Given problem |
Reproduce each of the following rows word for word.

══════════════════════════════

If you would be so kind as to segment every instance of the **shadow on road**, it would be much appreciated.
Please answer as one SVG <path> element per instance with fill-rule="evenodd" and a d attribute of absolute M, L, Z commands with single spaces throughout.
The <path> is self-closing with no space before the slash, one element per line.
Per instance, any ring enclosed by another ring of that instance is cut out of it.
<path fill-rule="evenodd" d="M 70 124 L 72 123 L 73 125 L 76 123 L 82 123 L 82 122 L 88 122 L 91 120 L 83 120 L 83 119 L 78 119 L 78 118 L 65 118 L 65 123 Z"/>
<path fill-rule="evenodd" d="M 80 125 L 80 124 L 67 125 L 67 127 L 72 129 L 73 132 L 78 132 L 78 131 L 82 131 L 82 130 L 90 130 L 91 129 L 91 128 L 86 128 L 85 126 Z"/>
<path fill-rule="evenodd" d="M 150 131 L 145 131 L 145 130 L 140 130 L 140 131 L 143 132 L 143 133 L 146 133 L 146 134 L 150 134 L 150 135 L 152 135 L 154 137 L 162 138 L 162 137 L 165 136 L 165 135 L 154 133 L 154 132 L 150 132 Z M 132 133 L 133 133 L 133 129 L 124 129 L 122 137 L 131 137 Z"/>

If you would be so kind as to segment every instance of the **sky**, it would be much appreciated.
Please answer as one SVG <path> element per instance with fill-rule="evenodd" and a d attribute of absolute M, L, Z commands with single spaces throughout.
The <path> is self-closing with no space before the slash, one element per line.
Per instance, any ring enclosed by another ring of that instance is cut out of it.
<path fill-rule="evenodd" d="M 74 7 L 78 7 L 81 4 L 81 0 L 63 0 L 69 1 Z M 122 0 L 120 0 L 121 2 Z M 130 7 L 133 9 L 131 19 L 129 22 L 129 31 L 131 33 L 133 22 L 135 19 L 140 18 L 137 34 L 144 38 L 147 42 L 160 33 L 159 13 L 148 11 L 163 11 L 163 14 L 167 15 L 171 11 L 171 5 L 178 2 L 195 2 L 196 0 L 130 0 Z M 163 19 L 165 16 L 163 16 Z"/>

══════════════════════════════

Full response |
If you would be so kind as to segment every instance of the **shadow on road**, it would be much appreciated.
Please answer as one SVG <path> element per instance with fill-rule="evenodd" and a d attribute of absolute M, L, Z commands with single spaces throughout.
The <path> is self-closing with no space before the slash, one element per line.
Per instance, any ring enclosed by another ring of that instance is cut out of it.
<path fill-rule="evenodd" d="M 70 124 L 72 123 L 73 125 L 76 123 L 82 123 L 82 122 L 88 122 L 91 120 L 83 120 L 83 119 L 78 119 L 78 118 L 65 118 L 65 123 Z"/>
<path fill-rule="evenodd" d="M 80 125 L 80 124 L 67 125 L 67 127 L 72 129 L 73 132 L 78 132 L 78 131 L 82 131 L 82 130 L 90 130 L 91 129 L 91 128 L 86 128 L 85 126 Z"/>
<path fill-rule="evenodd" d="M 150 131 L 145 131 L 145 130 L 140 130 L 140 131 L 143 132 L 143 133 L 146 133 L 146 134 L 150 134 L 150 135 L 152 135 L 154 137 L 162 138 L 162 137 L 165 136 L 165 135 L 154 133 L 154 132 L 150 132 Z M 132 133 L 133 133 L 133 129 L 124 129 L 122 137 L 131 137 Z"/>

If you would be so kind as to segment every instance of the **sky**, it would be much appreciated.
Please answer as one SVG <path> element per instance with fill-rule="evenodd" and a d attribute of absolute M, L, Z commands with single spaces throughout.
The <path> is self-closing with no space before the slash, one element per line.
Per instance, any ring enclosed by another ring of that instance is cut out of it.
<path fill-rule="evenodd" d="M 74 7 L 78 7 L 81 4 L 81 0 L 63 0 L 69 1 Z M 122 0 L 120 0 L 121 2 Z M 130 7 L 133 9 L 131 19 L 129 22 L 129 31 L 131 33 L 133 22 L 135 19 L 140 18 L 137 34 L 144 38 L 147 42 L 160 33 L 159 13 L 148 11 L 163 11 L 163 14 L 167 15 L 171 11 L 171 5 L 178 2 L 195 2 L 196 0 L 130 0 Z M 163 19 L 165 16 L 163 16 Z"/>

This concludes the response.